**What this task involves**
Nothing may be dropped or added when the entries below are copied.

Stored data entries
+---+
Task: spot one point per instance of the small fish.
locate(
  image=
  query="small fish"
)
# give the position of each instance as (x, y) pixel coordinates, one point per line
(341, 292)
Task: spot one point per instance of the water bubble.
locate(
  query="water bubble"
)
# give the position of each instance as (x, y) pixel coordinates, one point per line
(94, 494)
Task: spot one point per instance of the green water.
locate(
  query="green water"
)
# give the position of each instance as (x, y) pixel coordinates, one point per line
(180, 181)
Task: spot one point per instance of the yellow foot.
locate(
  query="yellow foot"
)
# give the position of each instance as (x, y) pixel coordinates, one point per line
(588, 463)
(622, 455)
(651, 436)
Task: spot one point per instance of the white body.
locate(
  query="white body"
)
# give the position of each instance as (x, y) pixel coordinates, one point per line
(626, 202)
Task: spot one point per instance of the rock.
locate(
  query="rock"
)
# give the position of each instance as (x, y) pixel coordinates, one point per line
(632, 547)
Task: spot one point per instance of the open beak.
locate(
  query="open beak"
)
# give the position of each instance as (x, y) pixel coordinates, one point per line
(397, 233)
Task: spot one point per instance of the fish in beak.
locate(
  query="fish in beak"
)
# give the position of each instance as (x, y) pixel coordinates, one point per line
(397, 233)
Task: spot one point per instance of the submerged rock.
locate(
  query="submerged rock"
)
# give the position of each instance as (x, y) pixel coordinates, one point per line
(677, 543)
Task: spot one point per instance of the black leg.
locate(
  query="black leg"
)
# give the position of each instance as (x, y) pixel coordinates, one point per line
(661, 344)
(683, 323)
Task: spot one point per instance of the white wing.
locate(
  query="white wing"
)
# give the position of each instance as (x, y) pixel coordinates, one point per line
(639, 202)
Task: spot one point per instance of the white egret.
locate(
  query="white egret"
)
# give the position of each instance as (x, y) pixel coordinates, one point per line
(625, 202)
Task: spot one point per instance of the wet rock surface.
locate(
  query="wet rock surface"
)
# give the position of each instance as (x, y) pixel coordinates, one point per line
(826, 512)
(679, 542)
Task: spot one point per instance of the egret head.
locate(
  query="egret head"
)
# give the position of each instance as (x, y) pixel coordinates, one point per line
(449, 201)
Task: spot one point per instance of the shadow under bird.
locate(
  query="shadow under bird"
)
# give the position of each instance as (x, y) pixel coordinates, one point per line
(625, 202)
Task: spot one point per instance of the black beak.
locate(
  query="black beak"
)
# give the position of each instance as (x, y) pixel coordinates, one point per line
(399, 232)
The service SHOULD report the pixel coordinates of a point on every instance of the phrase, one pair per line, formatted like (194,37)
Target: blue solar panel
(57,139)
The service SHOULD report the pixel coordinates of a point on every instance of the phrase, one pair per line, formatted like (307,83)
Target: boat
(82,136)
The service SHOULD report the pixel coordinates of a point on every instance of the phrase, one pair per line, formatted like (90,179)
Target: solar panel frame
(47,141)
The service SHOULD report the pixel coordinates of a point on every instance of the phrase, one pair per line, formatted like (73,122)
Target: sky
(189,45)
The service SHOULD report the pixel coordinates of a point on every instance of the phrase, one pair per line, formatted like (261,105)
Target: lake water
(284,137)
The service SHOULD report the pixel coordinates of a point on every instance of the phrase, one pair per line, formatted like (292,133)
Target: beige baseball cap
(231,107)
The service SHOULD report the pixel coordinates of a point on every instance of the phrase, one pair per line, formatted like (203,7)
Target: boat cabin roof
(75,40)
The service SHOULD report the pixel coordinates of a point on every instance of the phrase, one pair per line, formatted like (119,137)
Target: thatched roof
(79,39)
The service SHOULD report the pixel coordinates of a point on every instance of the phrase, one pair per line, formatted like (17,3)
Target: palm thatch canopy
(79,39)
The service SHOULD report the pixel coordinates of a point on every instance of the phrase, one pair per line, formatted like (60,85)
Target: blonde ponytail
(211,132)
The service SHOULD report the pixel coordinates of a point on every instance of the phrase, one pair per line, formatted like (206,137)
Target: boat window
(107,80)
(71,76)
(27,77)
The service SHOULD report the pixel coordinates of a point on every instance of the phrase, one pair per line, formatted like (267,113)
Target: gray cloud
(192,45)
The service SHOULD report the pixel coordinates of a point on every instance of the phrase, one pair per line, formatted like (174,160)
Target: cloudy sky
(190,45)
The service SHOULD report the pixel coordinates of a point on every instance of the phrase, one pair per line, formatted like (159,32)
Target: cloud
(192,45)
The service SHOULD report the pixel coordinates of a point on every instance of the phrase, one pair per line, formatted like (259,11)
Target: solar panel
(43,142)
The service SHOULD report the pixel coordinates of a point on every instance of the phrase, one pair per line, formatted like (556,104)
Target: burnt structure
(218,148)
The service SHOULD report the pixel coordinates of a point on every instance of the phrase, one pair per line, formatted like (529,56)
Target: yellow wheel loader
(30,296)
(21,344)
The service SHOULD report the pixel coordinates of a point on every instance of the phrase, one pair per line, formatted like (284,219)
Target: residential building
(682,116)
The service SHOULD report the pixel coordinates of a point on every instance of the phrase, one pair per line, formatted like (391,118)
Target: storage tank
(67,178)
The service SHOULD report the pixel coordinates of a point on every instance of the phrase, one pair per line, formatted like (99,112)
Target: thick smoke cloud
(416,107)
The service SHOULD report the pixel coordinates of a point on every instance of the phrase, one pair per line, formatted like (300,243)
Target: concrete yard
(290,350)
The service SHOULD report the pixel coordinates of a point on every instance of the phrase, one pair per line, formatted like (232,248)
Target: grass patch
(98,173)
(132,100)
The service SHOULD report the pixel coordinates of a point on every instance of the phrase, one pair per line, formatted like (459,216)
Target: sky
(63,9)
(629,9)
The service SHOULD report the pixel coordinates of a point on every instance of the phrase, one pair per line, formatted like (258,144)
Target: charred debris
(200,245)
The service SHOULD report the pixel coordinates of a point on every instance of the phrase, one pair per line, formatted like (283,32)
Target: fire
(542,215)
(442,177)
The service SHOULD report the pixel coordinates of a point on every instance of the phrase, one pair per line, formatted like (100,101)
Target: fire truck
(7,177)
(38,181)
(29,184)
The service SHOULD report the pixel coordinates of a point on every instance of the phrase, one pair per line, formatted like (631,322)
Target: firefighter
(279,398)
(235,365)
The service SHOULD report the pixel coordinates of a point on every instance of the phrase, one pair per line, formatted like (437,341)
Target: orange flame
+---+
**Response to this exercise**
Task: spot one point per instance of the small fish.
locate(
  image=
  query="small fish"
)
# give the position of each instance as (x, y) pixel coordinates, one point per line
(341, 292)
Task: spot one point per instance of the water bubble.
locate(
  query="water bubble"
)
# give the position of each instance as (x, y) pixel coordinates, one point per line
(94, 494)
Task: spot one point per instance of the green water.
locate(
  query="green water"
)
# give the position of each instance as (x, y) pixel coordinates, one point per line
(180, 181)
Task: spot one point per instance of the yellow foot.
locate(
  query="yellow foot"
)
# give the position of each instance as (x, y) pixel coordinates, one point per line
(588, 463)
(622, 455)
(651, 436)
Task: spot one point per instance of the white body.
locate(
  query="white body"
)
# give the position of each instance as (x, y) pixel coordinates, one point per line
(626, 202)
Task: spot one point per instance of the rock.
locate(
  query="rock"
)
# give the position of each instance as (x, y) pixel coordinates, one point per line
(632, 547)
Task: spot one point per instance of the open beak.
locate(
  query="open beak"
)
# give the position of each instance as (x, y) pixel coordinates, one point per line
(397, 233)
Task: spot one point per instance of the fish in beak.
locate(
  query="fish in beak"
)
# give the position of each instance as (x, y) pixel coordinates, one point per line
(397, 233)
Task: spot one point per instance of the submerged rock.
locate(
  query="submerged rock"
)
# give the position of each instance as (x, y) pixel coordinates, one point per line
(677, 543)
Task: spot one point per instance of the black leg.
locate(
  query="black leg"
)
# give the position of each instance as (x, y) pixel coordinates, one point per line
(661, 344)
(683, 323)
Task: spot one point per instance of the white wing.
locate(
  query="white wing"
)
# give the position of each instance as (x, y) pixel coordinates, one point per line
(639, 202)
Task: spot one point per instance of the white egret.
locate(
  query="white egret"
)
# give the position of each instance as (x, y) pixel coordinates, one point per line
(625, 202)
Task: spot one point per instance of the wet rock surface.
locate(
  query="wet rock surface"
)
# give the position of each instance as (x, y) pixel coordinates, one point per line
(826, 512)
(679, 542)
Task: spot one point per instance of the egret head.
locate(
  query="egret head"
)
# give the position of each instance as (x, y) pixel coordinates, one point per line
(449, 201)
Task: spot one point per instance of the shadow under bird.
locate(
  query="shadow under bird"
)
# give the position of each instance as (x, y) pixel coordinates, one point per line
(625, 202)
Task: spot one point per instance of the black beak.
locate(
  query="black beak"
)
# give the position of each instance as (x, y) pixel coordinates, one point per line
(399, 232)
The service SHOULD report the pixel coordinates of a point on every instance of the phrase, one pair per line, formatted like (194,37)
Target: blue solar panel
(57,139)
The service SHOULD report the pixel coordinates of a point on every instance of the phrase, one pair per line, formatted like (307,83)
Target: boat
(82,136)
The service SHOULD report the pixel coordinates of a point on every instance of the phrase, one pair per line, formatted like (90,179)
Target: solar panel frame
(47,141)
The service SHOULD report the pixel coordinates of a point on every instance of the phrase, one pair per line, formatted like (73,122)
Target: sky
(189,45)
The service SHOULD report the pixel coordinates of a point on every instance of the phrase, one pair per line, formatted like (261,105)
Target: lake water
(284,137)
The service SHOULD report the pixel coordinates of a point on every instance of the phrase, one pair per line, formatted like (292,133)
Target: beige baseball cap
(231,107)
The service SHOULD report the pixel coordinates of a point on every instance of the phrase, one pair per line, formatted like (203,7)
Target: boat cabin roof
(75,40)
The service SHOULD report the pixel coordinates of a point on every instance of the phrase, one pair per line, formatted like (119,137)
Target: thatched roof
(79,39)
The service SHOULD report the pixel coordinates of a point on every instance of the phrase, one pair per line, formatted like (17,3)
Target: palm thatch canopy
(79,39)
The service SHOULD report the pixel coordinates of a point on every instance of the phrase, one pair per line, formatted like (60,85)
Target: blonde ponytail
(211,132)
The service SHOULD report the pixel coordinates of a point on every instance of the phrase, one pair per line, formatted like (206,137)
Target: boat window
(107,80)
(71,76)
(27,77)
The service SHOULD report the pixel coordinates of a point on every instance of the phrase, one pair per line, formatted like (267,113)
Target: gray cloud
(192,45)
The service SHOULD report the pixel coordinates of a point on every instance of the phrase, one pair per line, formatted like (174,160)
Target: cloudy sky
(190,45)
The service SHOULD report the pixel coordinates of a point on every instance of the phrase, one pair per line, formatted like (159,32)
Target: cloud
(192,45)
The service SHOULD report the pixel coordinates of a point on every instance of the phrase, one pair per line, formatted like (259,11)
Target: solar panel
(43,142)
The service SHOULD report the pixel coordinates of a point on every instance of the phrase, one pair per line, formatted like (556,104)
Target: burnt structure
(218,148)
The service SHOULD report the pixel coordinates of a point on every instance of the phrase, one pair per line, formatted like (529,56)
Target: yellow wheel loader
(30,296)
(21,344)
The service SHOULD report the pixel coordinates of a point on every instance of the phrase, one pair per line, formatted like (284,219)
Target: residential building
(682,116)
The service SHOULD report the pixel coordinates of a point on every instance of the phrase, one pair per line, formatted like (391,118)
Target: storage tank
(67,178)
The service SHOULD report the pixel coordinates of a point on every instance of the phrase, one pair per line, formatted like (99,112)
Target: thick smoke cloud
(416,107)
The service SHOULD report the pixel coordinates of a point on every instance of the phrase, one pair per line, formatted like (300,243)
Target: concrete yard
(290,350)
The service SHOULD report the pixel coordinates of a point on every instance of the phrase, one pair per line, formatted like (232,248)
Target: grass patch
(98,173)
(132,100)
The service SHOULD report the pixel coordinates of a point on every instance of the phrase, one pair per line, formatted like (459,216)
Target: sky
(63,9)
(629,9)
The service SHOULD report the pixel coordinates of a point on every instance of the phrase, one pair per line, formatted like (258,144)
Target: charred debris
(200,245)
The service SHOULD report the pixel coordinates of a point on every instance of the phrase, one pair per line, formatted like (283,32)
Target: fire
(542,215)
(442,177)
The service SHOULD report the pixel coordinates of a point on every instance of the phrase, one pair per line, formatted like (100,101)
Target: fire truck
(7,177)
(38,181)
(29,184)
The service SHOULD report the pixel coordinates of a point on every instance of the phrase, one pair per line, formatted like (631,322)
Target: firefighter
(279,398)
(235,365)
The service SHOULD report the pixel coordinates of a point on every instance of the phrase, one pair per line, formatted like (437,341)
Target: orange flame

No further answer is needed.